__Kutipan Dokumen__.

((

Mereka berusaha mendirikan negara Israel dengan melakukan pendudukan terhadap tanah Palestina. Lebih buruk dari itu, Ideologi zionis yang sangat eksklusif dan dibalut berbagai kepentingan politik telah mencederai nilai-nilai kemanusian terhadap warga Palestina.
Membuka Mata Dunia
Blockade jalur Gaza selama puluhan tahun telah membawa kesengsaraan yang luar biasa terhadap warga Palestina. Bahkan sebelum serangan 7 Oktober oleh pejuang Palestina yang mereka sebut sebagai teroris, Warga Palestina telah mengalami pendudukan selama 75 tahun. Dunia seakan alpha dari fakta pendudukan zionis dan terdikte dengan narasi teroris.
Namun saat ini mata dunia mulai terbuka. Melalui kamera para journalist yang senantiasa mempertaruhkan nyawanya di Jalur Gaza, kita dapat melihat bagaimana tentara zionis telah menghancurkan kota Gaza dengan serangan udara secara massif.
Mereka tidak lagi memperdulikan nasib warga sipil yang menjadi martir, kehilangan rumah dan kelaparan. Zionis bahkan telah mengabaikan seluruh hukum humaniter dengan menyerang rumah ibadah, situs sejarah, fasilitas Kesehatan, tim medis bahkan para jurnalis. Tidak hanya itu, kamp pengungsian yang menjadi tempat berlindung warga sipil juga tak luput dari serangan.

))

__Daftar Tugas__.
A. Tuliskan kembali seluruh bagian teks tentang pendudukan Palestina, dari "Membuka Mata Dunia" hingga "udara secara massif.".
B. Menurut teks tentang pendudukan Palestina, berapa lama warga Palestina telah mengalami pendudukan sebelum serangan 7 Oktober?
C. Lanjutkan teks tentang pendudukan Palestina dan serangan di Gaza, dimulai setelah kalimat terakhirnya.
Baris-baris data tidak berperan dalam hal ini.

__Baris Data__.
((

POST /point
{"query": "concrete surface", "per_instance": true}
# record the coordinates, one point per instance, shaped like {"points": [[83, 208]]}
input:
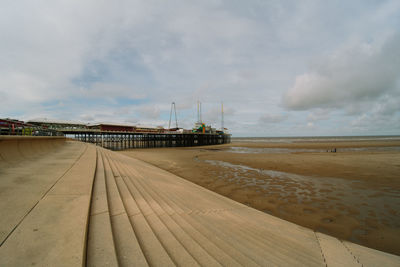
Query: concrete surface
{"points": [[65, 203]]}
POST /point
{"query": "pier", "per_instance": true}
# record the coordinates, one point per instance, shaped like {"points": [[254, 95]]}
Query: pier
{"points": [[129, 140]]}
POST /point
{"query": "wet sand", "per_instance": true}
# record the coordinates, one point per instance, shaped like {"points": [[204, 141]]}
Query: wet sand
{"points": [[353, 194]]}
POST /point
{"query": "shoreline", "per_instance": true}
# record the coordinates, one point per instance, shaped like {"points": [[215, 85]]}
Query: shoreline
{"points": [[352, 195]]}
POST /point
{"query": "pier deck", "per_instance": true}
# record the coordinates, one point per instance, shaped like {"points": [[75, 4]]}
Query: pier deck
{"points": [[67, 203], [127, 140]]}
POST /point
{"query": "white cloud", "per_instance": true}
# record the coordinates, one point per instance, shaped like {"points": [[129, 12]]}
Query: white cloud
{"points": [[359, 73], [128, 60], [273, 118]]}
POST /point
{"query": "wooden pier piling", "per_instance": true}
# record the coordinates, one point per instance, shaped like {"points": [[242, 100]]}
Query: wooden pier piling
{"points": [[130, 140]]}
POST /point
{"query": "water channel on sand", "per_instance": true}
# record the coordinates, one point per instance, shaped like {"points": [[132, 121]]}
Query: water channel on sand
{"points": [[353, 194]]}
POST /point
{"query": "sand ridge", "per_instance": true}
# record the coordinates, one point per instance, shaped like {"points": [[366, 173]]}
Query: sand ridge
{"points": [[352, 194]]}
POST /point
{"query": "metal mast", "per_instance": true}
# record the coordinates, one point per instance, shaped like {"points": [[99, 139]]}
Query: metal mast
{"points": [[170, 116], [222, 116]]}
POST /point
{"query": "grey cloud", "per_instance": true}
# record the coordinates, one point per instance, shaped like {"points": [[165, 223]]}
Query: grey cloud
{"points": [[273, 118], [359, 73]]}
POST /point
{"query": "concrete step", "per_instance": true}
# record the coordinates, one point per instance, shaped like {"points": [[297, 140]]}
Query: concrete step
{"points": [[54, 232], [175, 249], [150, 245], [100, 247], [127, 246]]}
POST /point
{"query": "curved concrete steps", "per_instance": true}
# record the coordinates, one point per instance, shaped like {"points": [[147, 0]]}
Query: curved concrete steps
{"points": [[101, 208]]}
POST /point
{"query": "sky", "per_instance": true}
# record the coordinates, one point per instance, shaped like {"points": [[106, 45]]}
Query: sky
{"points": [[281, 68]]}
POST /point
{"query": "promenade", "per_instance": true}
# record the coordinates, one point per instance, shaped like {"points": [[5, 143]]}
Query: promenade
{"points": [[68, 203]]}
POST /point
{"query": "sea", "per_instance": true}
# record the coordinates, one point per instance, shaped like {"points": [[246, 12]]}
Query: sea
{"points": [[315, 139]]}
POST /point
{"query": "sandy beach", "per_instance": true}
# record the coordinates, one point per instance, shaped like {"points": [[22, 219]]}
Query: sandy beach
{"points": [[352, 194]]}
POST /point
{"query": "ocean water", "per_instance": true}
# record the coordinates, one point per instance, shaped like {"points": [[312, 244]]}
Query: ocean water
{"points": [[315, 139]]}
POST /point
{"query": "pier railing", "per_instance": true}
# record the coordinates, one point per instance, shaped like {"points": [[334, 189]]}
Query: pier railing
{"points": [[130, 140]]}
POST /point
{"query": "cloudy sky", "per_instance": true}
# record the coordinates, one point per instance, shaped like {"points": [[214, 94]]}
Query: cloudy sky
{"points": [[281, 68]]}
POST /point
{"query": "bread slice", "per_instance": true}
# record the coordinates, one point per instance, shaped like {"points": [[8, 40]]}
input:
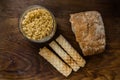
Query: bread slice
{"points": [[55, 61], [89, 30], [71, 51], [64, 55]]}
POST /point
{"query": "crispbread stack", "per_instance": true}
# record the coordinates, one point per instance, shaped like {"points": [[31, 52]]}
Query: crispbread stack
{"points": [[71, 51], [55, 61], [89, 31], [64, 56]]}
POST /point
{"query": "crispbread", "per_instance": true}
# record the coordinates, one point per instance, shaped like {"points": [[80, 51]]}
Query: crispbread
{"points": [[64, 55], [55, 61], [88, 28], [71, 51]]}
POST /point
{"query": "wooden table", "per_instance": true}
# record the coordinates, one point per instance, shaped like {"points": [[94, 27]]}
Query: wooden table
{"points": [[19, 58]]}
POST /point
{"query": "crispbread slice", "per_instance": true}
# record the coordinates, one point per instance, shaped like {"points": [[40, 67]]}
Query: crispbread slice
{"points": [[71, 51], [64, 55], [55, 61]]}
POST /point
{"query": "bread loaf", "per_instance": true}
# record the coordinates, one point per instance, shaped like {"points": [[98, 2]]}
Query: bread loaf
{"points": [[89, 31]]}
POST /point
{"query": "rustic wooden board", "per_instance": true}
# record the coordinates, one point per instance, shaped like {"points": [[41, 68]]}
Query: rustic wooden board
{"points": [[19, 58]]}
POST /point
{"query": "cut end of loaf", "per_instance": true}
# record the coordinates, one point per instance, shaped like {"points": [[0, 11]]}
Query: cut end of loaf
{"points": [[89, 31]]}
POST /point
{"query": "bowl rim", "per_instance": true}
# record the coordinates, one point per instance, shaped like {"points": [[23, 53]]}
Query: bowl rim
{"points": [[45, 39]]}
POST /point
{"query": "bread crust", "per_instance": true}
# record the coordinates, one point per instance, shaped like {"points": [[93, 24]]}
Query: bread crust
{"points": [[89, 31]]}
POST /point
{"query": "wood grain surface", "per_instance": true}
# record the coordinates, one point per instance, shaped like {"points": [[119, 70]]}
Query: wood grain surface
{"points": [[19, 58]]}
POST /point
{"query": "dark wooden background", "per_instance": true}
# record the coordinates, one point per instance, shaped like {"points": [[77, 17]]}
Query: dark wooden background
{"points": [[19, 58]]}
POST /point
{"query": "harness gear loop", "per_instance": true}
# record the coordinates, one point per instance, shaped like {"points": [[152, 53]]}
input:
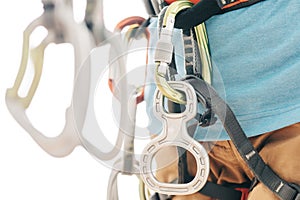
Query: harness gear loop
{"points": [[164, 51]]}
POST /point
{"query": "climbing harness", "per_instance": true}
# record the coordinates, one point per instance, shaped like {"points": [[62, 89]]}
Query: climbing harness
{"points": [[175, 134], [92, 39]]}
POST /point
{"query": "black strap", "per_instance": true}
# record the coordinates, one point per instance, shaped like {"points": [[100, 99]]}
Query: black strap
{"points": [[261, 170], [210, 189], [205, 9]]}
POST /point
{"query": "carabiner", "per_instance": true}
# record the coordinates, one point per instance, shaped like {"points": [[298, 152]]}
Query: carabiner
{"points": [[164, 51], [58, 20]]}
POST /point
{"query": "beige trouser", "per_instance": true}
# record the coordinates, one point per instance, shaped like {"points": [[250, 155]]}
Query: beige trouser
{"points": [[280, 149]]}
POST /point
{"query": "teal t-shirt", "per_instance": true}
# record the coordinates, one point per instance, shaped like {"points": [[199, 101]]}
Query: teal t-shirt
{"points": [[255, 52]]}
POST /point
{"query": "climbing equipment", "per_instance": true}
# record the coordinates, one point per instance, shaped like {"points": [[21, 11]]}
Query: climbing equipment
{"points": [[175, 134], [164, 51], [58, 19], [81, 126]]}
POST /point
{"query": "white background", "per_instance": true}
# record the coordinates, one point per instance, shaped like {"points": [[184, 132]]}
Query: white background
{"points": [[26, 171]]}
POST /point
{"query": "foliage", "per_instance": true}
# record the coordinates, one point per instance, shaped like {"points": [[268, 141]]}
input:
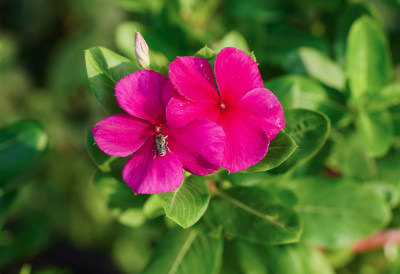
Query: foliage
{"points": [[330, 178]]}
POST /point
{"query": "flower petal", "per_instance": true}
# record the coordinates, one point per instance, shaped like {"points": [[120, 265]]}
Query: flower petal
{"points": [[139, 94], [236, 73], [193, 78], [198, 145], [181, 111], [147, 174], [246, 143], [261, 107], [121, 134]]}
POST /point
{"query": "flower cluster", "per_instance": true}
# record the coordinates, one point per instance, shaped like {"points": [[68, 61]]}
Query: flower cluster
{"points": [[184, 122]]}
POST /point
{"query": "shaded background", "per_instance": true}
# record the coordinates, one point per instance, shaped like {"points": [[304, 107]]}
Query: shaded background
{"points": [[59, 223]]}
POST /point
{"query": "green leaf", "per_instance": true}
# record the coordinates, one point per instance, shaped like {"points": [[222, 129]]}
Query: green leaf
{"points": [[247, 179], [279, 150], [186, 251], [282, 259], [376, 132], [368, 64], [350, 13], [6, 201], [187, 204], [309, 61], [338, 212], [123, 204], [153, 207], [309, 130], [22, 146], [206, 53], [301, 92], [389, 96], [254, 214], [112, 165], [104, 69], [232, 39]]}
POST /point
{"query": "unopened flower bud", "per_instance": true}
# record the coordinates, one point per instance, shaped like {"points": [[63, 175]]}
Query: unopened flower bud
{"points": [[142, 51]]}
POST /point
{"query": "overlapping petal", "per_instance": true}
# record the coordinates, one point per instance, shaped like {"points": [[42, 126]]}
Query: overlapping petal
{"points": [[140, 95], [193, 78], [199, 145], [147, 174], [260, 107], [121, 134], [181, 111], [236, 73], [246, 143]]}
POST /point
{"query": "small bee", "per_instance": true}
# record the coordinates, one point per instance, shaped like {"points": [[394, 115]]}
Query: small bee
{"points": [[161, 145]]}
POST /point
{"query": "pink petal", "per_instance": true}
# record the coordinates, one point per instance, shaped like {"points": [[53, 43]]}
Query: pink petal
{"points": [[261, 107], [236, 73], [147, 174], [181, 112], [168, 91], [121, 134], [246, 143], [193, 78], [198, 145], [139, 94]]}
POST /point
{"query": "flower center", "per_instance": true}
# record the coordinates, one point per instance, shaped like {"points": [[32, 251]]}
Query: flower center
{"points": [[223, 105]]}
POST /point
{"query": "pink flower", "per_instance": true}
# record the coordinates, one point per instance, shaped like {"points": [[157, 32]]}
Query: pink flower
{"points": [[250, 115], [197, 146]]}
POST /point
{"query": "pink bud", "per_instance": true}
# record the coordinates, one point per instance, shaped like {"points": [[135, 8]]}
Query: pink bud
{"points": [[142, 51]]}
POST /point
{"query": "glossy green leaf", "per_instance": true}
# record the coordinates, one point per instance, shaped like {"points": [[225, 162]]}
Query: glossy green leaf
{"points": [[301, 92], [309, 130], [309, 61], [338, 212], [389, 96], [375, 131], [186, 251], [112, 165], [104, 69], [22, 146], [121, 201], [6, 201], [206, 53], [282, 259], [247, 179], [256, 215], [232, 39], [350, 13], [368, 65], [187, 204], [279, 150], [153, 208]]}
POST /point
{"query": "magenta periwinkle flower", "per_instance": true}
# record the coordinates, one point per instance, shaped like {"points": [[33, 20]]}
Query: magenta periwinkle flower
{"points": [[250, 115], [160, 148]]}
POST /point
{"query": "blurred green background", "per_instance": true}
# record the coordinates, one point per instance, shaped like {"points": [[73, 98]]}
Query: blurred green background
{"points": [[58, 222]]}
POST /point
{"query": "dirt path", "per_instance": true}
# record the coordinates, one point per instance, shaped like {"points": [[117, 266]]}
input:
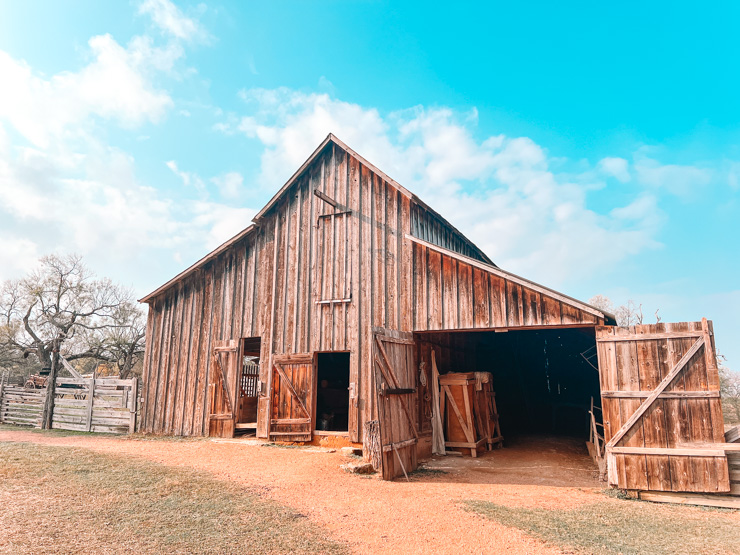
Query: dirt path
{"points": [[372, 516]]}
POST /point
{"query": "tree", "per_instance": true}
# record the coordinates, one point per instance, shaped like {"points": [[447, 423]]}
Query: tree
{"points": [[729, 389], [63, 305], [629, 314]]}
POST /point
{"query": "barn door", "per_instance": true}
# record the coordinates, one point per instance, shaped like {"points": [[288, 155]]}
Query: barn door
{"points": [[292, 401], [395, 378], [222, 389], [661, 406]]}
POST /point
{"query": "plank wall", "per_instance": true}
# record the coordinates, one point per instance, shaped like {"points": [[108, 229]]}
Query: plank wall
{"points": [[452, 294], [215, 303], [338, 273]]}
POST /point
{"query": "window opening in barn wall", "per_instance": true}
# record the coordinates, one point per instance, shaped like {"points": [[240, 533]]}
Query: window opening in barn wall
{"points": [[332, 394], [248, 387]]}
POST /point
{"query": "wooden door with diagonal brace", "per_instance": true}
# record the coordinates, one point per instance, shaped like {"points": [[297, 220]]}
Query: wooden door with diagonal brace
{"points": [[292, 402], [395, 378], [661, 405], [222, 388]]}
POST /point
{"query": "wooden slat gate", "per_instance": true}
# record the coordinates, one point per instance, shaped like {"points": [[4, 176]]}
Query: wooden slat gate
{"points": [[222, 389], [292, 402], [661, 406], [395, 379]]}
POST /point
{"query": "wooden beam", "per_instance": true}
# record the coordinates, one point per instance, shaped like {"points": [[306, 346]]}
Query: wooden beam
{"points": [[650, 336], [664, 395], [326, 198], [511, 277], [403, 400], [654, 395], [90, 401], [670, 451], [335, 301], [399, 445]]}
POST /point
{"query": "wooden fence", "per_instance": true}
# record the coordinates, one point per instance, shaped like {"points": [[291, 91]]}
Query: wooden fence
{"points": [[21, 406], [88, 405]]}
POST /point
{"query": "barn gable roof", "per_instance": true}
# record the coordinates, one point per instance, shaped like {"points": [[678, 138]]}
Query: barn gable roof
{"points": [[486, 262]]}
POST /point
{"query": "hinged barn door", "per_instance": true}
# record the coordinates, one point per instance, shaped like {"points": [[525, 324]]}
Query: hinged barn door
{"points": [[291, 405], [222, 389], [395, 380], [661, 406]]}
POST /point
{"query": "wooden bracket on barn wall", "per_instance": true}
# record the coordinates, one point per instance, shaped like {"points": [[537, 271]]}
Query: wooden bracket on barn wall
{"points": [[642, 450]]}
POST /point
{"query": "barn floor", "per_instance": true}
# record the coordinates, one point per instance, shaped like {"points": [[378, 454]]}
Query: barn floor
{"points": [[528, 460]]}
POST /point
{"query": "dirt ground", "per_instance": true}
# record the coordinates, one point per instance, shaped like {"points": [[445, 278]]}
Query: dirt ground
{"points": [[373, 516]]}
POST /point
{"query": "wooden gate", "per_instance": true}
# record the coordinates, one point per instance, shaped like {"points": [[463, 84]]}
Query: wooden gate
{"points": [[395, 378], [292, 402], [222, 389], [661, 406]]}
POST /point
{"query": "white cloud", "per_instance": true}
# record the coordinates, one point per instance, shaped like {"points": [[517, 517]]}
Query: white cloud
{"points": [[63, 188], [500, 191], [170, 19], [189, 179], [615, 167], [681, 180], [18, 255], [230, 185], [115, 85]]}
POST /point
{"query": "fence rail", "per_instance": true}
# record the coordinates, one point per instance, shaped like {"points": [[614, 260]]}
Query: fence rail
{"points": [[88, 405]]}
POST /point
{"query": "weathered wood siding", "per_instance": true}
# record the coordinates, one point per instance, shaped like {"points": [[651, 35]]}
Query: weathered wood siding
{"points": [[632, 363], [216, 303], [312, 277], [452, 294]]}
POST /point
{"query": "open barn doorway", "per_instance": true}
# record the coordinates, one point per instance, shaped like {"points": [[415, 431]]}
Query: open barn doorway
{"points": [[332, 392], [545, 381], [248, 387]]}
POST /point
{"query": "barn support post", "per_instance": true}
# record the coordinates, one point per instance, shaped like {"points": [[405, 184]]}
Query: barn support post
{"points": [[90, 401], [132, 401]]}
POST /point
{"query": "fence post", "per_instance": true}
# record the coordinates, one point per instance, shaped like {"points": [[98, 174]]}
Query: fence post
{"points": [[132, 404], [90, 398], [2, 390]]}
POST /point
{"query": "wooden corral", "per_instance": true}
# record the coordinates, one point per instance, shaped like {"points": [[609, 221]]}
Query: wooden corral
{"points": [[105, 405], [343, 266]]}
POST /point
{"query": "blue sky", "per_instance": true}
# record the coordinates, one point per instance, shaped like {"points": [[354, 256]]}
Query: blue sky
{"points": [[592, 147]]}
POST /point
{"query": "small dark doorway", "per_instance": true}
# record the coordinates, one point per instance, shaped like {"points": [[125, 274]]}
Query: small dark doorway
{"points": [[246, 410], [332, 392]]}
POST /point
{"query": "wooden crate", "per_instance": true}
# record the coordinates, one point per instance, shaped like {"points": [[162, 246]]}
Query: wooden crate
{"points": [[468, 406]]}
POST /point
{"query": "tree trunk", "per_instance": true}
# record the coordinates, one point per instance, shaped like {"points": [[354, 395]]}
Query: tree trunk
{"points": [[51, 383]]}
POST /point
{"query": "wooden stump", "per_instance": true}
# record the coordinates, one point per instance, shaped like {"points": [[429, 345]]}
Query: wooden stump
{"points": [[371, 450]]}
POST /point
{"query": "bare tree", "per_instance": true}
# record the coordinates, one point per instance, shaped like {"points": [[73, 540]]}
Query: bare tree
{"points": [[602, 302], [629, 314], [62, 305], [729, 387]]}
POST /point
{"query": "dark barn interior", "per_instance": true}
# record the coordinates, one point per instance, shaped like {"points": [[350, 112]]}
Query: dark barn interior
{"points": [[544, 379], [332, 393]]}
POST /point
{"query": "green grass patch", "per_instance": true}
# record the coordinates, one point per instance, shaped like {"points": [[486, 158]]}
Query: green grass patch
{"points": [[63, 500], [52, 433], [626, 527]]}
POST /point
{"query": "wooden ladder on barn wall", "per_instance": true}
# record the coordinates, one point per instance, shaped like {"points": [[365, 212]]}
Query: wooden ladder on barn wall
{"points": [[596, 444]]}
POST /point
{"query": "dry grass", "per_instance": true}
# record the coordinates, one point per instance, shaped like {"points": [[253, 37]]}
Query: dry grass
{"points": [[64, 500], [624, 526]]}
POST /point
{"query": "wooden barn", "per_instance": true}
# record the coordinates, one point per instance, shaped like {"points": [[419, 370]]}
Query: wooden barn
{"points": [[348, 301]]}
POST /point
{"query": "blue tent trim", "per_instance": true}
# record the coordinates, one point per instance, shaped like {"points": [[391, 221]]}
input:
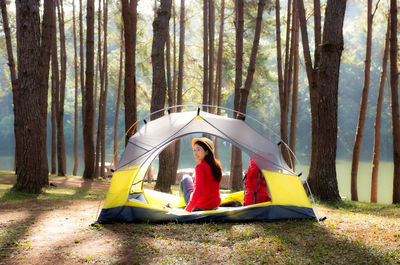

))

__Hasil Berurutan__.
A.
Membuka Mata Dunia
Blockade jalur Gaza selama puluhan tahun telah membawa kesengsaraan yang luar biasa terhadap warga Palestina. Bahkan sebelum serangan 7 Oktober oleh pejuang Palestina yang mereka sebut sebagai teroris, Warga Palestina telah mengalami pendudukan selama 75 tahun. Dunia seakan alpha dari fakta pendudukan zionis dan terdikte dengan narasi teroris.
Namun saat ini mata dunia mulai terbuka. Melalui kamera para journalist yang senantiasa mempertaruhkan nyawanya di Jalur Gaza, kita dapat melihat bagaimana tentara zionis telah menghancurkan kota Gaza dengan serangan udara secara massif.

B. Selama 75 tahun.

C.
Selain melakukan pembunuhan secara langsung melalui serangan udara, pendudukan zionis juga turut membunuh warga sipil secara perlahan. Mereka mengalirkan air yang tercemar, memutus aliran listrik dan internet, menghancurkan satu-satunya pabrik roti, bahkan menghambat bantuan kemanusiaan yang akan masuk.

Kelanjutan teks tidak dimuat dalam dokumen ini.